Work instruction: Below are some entries. Repeat exactly the lines from the one with "box: [0, 1, 371, 167]" through the one with "56L269 90L389 153L134", and only those.

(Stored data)
Content starts

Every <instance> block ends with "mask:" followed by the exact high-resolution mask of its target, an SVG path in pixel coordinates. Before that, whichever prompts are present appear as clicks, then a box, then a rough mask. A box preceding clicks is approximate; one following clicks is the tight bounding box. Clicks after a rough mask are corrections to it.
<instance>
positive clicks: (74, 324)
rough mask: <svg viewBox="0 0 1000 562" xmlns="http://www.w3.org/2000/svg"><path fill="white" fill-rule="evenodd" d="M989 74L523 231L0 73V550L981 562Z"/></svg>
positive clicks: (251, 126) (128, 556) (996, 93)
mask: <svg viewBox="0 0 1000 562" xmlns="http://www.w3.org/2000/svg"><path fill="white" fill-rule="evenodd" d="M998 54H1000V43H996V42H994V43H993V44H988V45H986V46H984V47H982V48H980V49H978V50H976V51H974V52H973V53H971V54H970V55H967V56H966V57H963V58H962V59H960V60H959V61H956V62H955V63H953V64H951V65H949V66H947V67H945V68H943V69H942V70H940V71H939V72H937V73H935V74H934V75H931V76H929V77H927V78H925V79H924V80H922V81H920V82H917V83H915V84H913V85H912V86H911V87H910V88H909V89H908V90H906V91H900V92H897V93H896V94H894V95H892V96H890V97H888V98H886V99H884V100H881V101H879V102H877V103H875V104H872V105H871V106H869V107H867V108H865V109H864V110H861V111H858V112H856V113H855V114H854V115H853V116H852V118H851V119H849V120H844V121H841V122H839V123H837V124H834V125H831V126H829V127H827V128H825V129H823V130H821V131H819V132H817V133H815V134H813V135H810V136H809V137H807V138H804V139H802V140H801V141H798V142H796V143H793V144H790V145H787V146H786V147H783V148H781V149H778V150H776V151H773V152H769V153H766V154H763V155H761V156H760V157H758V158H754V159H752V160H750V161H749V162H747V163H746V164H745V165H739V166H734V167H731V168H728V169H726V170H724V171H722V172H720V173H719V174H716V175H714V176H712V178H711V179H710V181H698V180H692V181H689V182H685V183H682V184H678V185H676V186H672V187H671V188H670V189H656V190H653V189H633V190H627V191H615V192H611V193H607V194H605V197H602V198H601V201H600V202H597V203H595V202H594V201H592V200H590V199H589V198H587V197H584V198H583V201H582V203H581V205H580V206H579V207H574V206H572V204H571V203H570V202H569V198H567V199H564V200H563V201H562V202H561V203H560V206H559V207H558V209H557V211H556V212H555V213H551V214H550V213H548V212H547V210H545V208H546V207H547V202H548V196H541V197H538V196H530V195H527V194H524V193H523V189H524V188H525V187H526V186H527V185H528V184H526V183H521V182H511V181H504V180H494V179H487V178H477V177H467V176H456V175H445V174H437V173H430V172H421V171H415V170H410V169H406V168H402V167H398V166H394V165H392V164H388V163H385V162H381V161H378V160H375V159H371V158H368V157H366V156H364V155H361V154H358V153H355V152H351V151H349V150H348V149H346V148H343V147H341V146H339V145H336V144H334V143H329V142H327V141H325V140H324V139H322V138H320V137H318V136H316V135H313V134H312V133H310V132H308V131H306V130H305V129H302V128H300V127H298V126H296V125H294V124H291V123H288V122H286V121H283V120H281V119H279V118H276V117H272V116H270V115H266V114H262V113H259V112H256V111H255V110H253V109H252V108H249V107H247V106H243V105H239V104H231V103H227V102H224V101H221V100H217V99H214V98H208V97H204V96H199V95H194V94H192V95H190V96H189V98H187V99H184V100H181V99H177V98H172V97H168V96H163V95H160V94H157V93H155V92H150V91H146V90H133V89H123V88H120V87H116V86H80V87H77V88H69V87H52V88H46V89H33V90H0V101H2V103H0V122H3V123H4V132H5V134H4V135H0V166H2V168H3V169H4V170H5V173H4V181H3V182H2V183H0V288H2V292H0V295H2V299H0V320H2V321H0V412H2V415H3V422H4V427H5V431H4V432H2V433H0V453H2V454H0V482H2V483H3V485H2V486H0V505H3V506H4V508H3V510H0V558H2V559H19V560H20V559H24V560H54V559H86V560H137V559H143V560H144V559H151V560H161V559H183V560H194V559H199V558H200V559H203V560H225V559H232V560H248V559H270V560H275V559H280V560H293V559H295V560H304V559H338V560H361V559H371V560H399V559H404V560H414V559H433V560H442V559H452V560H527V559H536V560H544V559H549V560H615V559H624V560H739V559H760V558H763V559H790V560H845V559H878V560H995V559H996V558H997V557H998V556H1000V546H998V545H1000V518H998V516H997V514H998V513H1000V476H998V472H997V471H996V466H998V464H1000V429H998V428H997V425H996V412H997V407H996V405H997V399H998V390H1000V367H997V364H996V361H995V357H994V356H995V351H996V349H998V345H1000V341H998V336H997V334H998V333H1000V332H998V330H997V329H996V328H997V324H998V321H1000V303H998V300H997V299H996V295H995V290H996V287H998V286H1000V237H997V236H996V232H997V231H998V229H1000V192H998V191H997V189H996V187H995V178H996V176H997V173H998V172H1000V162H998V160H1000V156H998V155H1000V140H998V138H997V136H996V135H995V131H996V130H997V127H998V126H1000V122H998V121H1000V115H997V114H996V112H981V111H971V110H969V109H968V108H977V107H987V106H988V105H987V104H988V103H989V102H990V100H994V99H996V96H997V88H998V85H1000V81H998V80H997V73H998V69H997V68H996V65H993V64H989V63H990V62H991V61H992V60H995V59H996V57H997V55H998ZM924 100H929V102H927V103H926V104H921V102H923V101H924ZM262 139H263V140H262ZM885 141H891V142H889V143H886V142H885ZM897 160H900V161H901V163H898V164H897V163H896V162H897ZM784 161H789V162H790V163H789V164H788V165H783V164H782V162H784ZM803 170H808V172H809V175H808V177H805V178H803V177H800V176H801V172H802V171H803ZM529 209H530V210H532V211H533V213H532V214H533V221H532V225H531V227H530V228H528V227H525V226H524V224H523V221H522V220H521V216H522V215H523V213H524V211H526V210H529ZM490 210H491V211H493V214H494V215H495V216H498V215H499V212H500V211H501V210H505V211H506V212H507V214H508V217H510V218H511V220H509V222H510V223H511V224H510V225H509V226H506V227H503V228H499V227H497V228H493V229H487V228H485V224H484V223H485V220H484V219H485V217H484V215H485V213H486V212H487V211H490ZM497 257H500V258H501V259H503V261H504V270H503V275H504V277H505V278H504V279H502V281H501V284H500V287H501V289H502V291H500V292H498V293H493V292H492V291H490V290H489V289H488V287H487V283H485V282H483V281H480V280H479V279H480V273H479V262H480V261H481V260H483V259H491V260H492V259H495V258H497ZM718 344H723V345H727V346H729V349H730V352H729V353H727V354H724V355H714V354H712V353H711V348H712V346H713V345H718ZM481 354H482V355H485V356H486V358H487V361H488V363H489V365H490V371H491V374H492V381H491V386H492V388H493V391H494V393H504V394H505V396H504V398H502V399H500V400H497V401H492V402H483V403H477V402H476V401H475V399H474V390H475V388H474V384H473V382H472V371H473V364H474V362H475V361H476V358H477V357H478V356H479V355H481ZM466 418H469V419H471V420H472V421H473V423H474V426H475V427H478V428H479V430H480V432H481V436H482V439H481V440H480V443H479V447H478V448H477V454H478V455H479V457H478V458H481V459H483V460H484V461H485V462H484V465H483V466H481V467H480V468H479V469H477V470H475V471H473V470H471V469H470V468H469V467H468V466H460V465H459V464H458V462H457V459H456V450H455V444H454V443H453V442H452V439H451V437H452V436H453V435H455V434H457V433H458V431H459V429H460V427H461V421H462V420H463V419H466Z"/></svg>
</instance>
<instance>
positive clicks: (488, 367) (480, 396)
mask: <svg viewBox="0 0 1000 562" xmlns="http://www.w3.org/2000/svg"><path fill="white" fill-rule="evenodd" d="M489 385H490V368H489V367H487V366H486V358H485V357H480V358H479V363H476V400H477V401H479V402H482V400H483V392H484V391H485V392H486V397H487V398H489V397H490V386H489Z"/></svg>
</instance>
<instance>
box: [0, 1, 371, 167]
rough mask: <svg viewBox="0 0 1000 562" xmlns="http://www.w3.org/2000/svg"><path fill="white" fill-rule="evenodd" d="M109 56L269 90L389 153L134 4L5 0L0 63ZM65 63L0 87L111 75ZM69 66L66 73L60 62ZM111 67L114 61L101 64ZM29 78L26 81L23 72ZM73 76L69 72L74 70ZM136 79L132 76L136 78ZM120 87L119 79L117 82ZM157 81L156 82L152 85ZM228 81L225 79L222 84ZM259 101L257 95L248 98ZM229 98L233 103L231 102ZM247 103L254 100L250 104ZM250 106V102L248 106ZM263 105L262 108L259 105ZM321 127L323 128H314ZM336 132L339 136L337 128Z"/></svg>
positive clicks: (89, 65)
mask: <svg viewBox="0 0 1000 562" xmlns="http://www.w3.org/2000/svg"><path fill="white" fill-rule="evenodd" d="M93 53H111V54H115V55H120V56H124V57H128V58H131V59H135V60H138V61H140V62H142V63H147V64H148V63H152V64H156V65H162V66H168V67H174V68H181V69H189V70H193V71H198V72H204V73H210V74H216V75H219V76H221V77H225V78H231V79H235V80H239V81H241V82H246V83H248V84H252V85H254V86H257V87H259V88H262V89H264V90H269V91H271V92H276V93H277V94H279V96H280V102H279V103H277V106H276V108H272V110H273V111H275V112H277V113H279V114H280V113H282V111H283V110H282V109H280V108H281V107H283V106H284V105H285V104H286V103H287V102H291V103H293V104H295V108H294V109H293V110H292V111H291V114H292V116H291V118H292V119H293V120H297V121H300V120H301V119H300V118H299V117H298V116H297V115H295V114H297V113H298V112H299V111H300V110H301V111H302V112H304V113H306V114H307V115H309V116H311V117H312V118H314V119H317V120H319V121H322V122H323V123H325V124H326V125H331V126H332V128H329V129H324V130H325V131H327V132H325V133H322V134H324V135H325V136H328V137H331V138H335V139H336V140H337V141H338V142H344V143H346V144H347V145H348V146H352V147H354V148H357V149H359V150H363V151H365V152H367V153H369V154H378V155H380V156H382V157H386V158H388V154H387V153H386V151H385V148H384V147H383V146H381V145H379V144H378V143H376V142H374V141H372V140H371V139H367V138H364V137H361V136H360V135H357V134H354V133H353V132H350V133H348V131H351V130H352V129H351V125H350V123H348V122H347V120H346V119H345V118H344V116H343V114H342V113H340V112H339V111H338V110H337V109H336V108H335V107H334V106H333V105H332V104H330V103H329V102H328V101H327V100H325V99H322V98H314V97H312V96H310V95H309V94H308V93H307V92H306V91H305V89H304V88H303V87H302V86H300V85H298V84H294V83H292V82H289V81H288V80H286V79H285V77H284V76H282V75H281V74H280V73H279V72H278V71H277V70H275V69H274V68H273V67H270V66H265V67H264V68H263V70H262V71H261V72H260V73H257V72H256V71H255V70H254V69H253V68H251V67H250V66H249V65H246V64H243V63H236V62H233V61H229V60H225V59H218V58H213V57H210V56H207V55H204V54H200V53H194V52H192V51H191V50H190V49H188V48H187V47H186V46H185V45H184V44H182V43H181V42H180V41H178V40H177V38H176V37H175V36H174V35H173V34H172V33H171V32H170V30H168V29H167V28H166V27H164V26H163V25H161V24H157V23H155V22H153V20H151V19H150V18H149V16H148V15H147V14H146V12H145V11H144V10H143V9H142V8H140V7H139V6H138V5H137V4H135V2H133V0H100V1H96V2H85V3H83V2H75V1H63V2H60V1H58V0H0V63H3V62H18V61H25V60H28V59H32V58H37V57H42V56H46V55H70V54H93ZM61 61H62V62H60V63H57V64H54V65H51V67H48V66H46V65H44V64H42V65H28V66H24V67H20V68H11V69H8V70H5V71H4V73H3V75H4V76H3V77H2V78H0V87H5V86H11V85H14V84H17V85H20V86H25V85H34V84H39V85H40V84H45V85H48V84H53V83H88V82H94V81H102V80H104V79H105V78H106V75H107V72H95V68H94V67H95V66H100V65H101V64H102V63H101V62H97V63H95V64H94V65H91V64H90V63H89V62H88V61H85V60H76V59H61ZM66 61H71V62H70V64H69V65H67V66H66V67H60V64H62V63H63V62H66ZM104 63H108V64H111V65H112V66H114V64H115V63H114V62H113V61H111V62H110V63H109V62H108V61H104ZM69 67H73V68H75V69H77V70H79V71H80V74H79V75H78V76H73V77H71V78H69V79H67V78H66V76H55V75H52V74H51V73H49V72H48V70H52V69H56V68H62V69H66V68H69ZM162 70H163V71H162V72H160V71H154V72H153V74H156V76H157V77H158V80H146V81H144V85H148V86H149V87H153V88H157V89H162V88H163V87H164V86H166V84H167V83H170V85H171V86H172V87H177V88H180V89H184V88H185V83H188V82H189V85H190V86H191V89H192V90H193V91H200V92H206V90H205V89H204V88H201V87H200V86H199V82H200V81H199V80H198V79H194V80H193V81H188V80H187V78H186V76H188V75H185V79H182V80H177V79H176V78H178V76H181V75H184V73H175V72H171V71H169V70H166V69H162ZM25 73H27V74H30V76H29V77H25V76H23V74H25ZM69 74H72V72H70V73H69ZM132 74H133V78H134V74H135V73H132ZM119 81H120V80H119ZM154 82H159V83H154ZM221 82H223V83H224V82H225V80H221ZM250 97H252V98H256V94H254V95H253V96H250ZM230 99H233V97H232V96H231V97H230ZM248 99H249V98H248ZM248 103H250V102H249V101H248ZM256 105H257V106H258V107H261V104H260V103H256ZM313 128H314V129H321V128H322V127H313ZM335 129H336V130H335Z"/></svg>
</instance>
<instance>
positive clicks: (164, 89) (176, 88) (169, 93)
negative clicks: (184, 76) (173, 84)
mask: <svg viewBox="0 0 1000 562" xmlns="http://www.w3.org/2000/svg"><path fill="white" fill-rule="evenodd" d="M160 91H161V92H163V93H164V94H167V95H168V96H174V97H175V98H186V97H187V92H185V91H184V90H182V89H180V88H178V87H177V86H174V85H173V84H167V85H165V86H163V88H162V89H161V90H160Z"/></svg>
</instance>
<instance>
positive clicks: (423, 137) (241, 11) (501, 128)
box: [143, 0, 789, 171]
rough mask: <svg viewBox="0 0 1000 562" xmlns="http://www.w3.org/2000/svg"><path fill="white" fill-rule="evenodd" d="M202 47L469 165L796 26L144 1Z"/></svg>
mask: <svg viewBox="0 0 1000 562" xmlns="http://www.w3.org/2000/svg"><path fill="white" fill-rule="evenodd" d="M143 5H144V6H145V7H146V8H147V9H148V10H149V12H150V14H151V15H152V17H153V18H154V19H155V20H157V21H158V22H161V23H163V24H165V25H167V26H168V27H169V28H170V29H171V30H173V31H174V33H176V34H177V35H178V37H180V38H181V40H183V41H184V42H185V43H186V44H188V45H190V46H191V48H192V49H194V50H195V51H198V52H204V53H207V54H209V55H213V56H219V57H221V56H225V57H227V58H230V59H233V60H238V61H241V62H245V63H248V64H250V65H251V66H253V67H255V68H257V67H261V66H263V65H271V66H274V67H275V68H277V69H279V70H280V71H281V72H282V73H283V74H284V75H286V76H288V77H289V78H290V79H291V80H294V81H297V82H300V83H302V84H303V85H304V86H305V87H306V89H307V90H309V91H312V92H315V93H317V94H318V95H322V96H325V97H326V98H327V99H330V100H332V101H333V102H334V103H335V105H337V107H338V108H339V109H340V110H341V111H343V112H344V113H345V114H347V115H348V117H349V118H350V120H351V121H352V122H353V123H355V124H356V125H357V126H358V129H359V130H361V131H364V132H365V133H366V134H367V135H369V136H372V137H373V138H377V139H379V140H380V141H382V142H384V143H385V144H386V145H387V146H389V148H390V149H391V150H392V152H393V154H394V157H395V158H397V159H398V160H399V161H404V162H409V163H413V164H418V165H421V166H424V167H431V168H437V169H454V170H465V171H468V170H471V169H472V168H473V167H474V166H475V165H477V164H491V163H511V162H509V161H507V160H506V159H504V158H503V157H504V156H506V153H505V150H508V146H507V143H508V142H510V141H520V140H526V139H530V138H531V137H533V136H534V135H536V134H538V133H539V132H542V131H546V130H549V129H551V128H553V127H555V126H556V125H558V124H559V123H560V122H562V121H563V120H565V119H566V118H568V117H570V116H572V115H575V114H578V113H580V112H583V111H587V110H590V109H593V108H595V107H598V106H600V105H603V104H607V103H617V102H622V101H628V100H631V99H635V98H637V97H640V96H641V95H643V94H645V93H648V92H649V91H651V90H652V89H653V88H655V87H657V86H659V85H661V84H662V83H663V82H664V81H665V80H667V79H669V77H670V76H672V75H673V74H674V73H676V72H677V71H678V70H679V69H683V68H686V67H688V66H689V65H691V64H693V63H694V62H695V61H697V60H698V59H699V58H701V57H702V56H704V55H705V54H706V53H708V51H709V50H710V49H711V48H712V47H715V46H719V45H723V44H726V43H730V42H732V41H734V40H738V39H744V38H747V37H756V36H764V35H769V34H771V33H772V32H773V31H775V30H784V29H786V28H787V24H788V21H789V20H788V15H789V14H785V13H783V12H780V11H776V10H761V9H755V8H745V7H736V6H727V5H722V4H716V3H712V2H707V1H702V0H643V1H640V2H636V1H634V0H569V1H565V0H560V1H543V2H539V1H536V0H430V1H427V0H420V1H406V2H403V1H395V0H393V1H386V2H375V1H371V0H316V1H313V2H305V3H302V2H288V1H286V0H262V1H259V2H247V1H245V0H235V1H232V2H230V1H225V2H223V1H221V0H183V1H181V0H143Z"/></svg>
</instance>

Content ends

Output for this exercise:
box: [0, 1, 371, 167]
rough mask: <svg viewBox="0 0 1000 562" xmlns="http://www.w3.org/2000/svg"><path fill="white" fill-rule="evenodd" d="M109 56L269 90L389 153L134 4L5 0L0 63ZM65 63L0 87L111 75ZM69 66L66 73L60 62ZM111 67L114 61L101 64ZM29 78L26 81L23 72ZM73 76L69 72L74 70ZM136 79L132 76L136 78ZM120 87L119 79L117 82ZM157 81L156 82L152 85ZM228 81L225 79L222 84ZM259 101L257 95L248 98ZM229 98L233 103L231 102ZM247 103L254 100L250 104ZM250 106V102L248 106ZM263 105L262 108L259 105ZM321 127L323 128H314ZM336 132L339 136L337 128Z"/></svg>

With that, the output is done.